▶ [WHAT IS BEING ASKED]:
Quote the records verbatim, starting at the line that contains "Provide the location of each instance of the blue house" and ending at the final line of the records, including both of those lines.

........

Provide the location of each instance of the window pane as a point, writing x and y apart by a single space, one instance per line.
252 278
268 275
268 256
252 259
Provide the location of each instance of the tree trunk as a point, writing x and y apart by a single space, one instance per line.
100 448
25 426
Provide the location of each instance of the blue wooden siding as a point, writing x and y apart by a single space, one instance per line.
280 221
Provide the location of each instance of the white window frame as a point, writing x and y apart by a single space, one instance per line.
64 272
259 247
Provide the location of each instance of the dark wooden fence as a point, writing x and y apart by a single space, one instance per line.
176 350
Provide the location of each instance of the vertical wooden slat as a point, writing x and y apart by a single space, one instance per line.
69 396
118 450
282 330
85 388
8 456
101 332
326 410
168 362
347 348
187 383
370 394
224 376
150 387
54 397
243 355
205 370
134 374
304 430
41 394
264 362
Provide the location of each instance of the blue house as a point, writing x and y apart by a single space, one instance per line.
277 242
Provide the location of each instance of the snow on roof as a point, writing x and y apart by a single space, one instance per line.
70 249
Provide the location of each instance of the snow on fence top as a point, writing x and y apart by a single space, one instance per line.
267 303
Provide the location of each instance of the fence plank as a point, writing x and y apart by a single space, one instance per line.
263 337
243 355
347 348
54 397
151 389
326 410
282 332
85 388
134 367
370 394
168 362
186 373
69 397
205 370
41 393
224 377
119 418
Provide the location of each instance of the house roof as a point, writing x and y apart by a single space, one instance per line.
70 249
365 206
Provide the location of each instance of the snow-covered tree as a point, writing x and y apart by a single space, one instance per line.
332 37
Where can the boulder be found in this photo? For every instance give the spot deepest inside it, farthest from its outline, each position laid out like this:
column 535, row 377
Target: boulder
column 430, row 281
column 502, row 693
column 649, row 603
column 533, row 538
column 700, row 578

........

▶ [ANSWER TO THE TASK]:
Provide the location of each instance of the blue house as a point, writing x and y apart by a single space, one instance per line.
277 242
Provide the location of each instance of the snow on roof as a point, writing x and y apart by a single space, one instance per line.
70 249
Provide the location of each instance of the snow on fence top as a point, writing x and y apart by a single space, one instance per line.
267 303
Provide the location of each instance of the fence plank as a point, writing x and y apart by a single space, one instance per line.
263 337
243 355
347 348
54 397
151 389
326 410
282 332
85 388
134 367
370 394
168 362
186 373
69 397
205 370
41 393
224 377
119 418
Provide the location of each instance of the house roof as a point, writing x and y apart by a single space, one instance per line.
70 249
365 206
Provide the location of each instance of the snow-covered tree as a point, writing x and y apart by a single space, one instance per line.
332 37
Where can the boulder be found in this photo? For every instance give the spot deepest inside it, farthest from its outline, each position laid out like this:
column 535, row 377
Target: boulder
column 430, row 281
column 502, row 693
column 649, row 603
column 533, row 538
column 700, row 578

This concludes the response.